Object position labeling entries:

* begin *

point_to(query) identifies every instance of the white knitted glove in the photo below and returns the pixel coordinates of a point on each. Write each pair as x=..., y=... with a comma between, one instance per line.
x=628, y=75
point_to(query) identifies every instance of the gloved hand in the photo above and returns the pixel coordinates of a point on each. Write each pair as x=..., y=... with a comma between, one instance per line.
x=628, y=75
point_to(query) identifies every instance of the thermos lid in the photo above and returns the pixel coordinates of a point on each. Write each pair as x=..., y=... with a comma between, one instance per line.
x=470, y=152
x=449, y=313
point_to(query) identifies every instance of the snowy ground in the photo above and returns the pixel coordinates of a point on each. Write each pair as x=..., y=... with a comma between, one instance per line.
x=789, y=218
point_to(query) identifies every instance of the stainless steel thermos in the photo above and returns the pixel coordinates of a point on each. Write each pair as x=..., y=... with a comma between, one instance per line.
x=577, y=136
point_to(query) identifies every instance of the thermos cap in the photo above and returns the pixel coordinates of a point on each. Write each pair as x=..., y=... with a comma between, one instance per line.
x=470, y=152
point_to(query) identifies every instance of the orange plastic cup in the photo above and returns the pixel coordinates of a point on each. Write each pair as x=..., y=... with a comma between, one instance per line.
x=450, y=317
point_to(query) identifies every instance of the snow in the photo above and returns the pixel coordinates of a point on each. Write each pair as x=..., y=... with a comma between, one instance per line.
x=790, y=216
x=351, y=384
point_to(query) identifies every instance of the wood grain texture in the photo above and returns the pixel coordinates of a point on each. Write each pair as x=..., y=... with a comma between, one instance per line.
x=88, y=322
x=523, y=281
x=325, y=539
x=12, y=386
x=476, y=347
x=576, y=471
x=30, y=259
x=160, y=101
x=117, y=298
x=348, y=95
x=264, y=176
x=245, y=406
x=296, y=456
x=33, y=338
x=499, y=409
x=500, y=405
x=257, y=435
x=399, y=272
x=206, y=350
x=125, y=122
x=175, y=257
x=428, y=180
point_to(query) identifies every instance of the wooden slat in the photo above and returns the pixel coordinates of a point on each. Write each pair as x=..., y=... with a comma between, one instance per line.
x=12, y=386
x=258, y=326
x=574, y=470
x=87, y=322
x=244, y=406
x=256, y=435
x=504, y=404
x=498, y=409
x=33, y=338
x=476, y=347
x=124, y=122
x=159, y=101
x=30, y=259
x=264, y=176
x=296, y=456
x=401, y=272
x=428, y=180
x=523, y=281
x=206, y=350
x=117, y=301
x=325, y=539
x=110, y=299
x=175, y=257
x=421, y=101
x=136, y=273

* end *

* **Set exercise**
Put every line of the data above into a Markdown table with the columns Row and Line, numbering the rows in order and skipping any blank lines.

* **Written response**
| Row | Line |
|---|---|
| 1 | point_to(query) identifies every instance of the white knitted glove in the photo below and returns the pixel coordinates of a point on each. Write each pair as x=..., y=... with a comma between, one instance per line. |
| 2 | x=628, y=75 |
| 3 | point_to(query) identifies every instance of the gloved hand in the photo above and returns the pixel coordinates of a point on each. Write each pair as x=..., y=... with a comma between, one instance per line. |
| 4 | x=628, y=75 |
| 5 | point_to(query) identifies every instance of the thermos lid in the photo above and returns the pixel coordinates of a point on each. Write each pair as x=..., y=... with a comma between, one instance per line. |
| 6 | x=470, y=152 |
| 7 | x=449, y=313 |
| 8 | point_to(query) identifies every instance of the snowy ground in the photo above and returns the pixel coordinates of a point on each. Write each pair as x=..., y=... with a comma between, one instance per line. |
| 9 | x=789, y=218 |
| 10 | point_to(query) identifies every instance of the stainless steel thermos in the photo above and returns the pixel coordinates of a point on each. Write each pair as x=..., y=... with a comma between, one instance per line. |
| 11 | x=577, y=136 |
| 12 | point_to(query) identifies every instance of the thermos cap in the photo above and returns the pixel coordinates of a point on each. Write each pair as x=..., y=... with a comma between, one instance per line. |
| 13 | x=470, y=152 |
| 14 | point_to(query) identifies every instance of the orange plastic cup in the photo above and returns the pixel coordinates of a point on each. Write each pair as x=..., y=... with a comma between, one instance per line. |
| 15 | x=450, y=317 |
| 16 | point_to(query) identifies every instance of the snow in the photo above and returns the pixel coordinates of a point on each. Write each pair as x=..., y=... with a comma between, one instance per line. |
| 17 | x=790, y=216 |
| 18 | x=351, y=384 |
| 19 | point_to(query) identifies every instance of the wood grain texture in the photo above and returns the pixel coordinates of a point on each. Write each pair as x=..., y=... with a comma between, one instance per line. |
| 20 | x=88, y=322 |
| 21 | x=523, y=281 |
| 22 | x=325, y=539 |
| 23 | x=12, y=386 |
| 24 | x=476, y=347 |
| 25 | x=576, y=471 |
| 26 | x=30, y=259 |
| 27 | x=160, y=101 |
| 28 | x=117, y=298 |
| 29 | x=348, y=95 |
| 30 | x=264, y=176 |
| 31 | x=245, y=406 |
| 32 | x=296, y=456 |
| 33 | x=33, y=338 |
| 34 | x=499, y=409 |
| 35 | x=500, y=405 |
| 36 | x=257, y=435 |
| 37 | x=399, y=272 |
| 38 | x=206, y=350 |
| 39 | x=125, y=122 |
| 40 | x=175, y=257 |
| 41 | x=428, y=180 |
| 42 | point_to(query) identifies every instance of the wooden slat in the photo above and returns the pixel coordinates of a point on each. Write each pair as x=..., y=... with a comma between, one instance per line. |
| 43 | x=12, y=386 |
| 44 | x=258, y=326 |
| 45 | x=574, y=470 |
| 46 | x=87, y=322 |
| 47 | x=244, y=406 |
| 48 | x=256, y=435 |
| 49 | x=504, y=404 |
| 50 | x=498, y=409 |
| 51 | x=33, y=338 |
| 52 | x=476, y=347 |
| 53 | x=124, y=122 |
| 54 | x=159, y=101 |
| 55 | x=30, y=259 |
| 56 | x=264, y=176 |
| 57 | x=296, y=456 |
| 58 | x=401, y=272 |
| 59 | x=428, y=180 |
| 60 | x=523, y=281 |
| 61 | x=206, y=350 |
| 62 | x=117, y=301 |
| 63 | x=325, y=539 |
| 64 | x=110, y=299 |
| 65 | x=175, y=257 |
| 66 | x=421, y=101 |
| 67 | x=136, y=273 |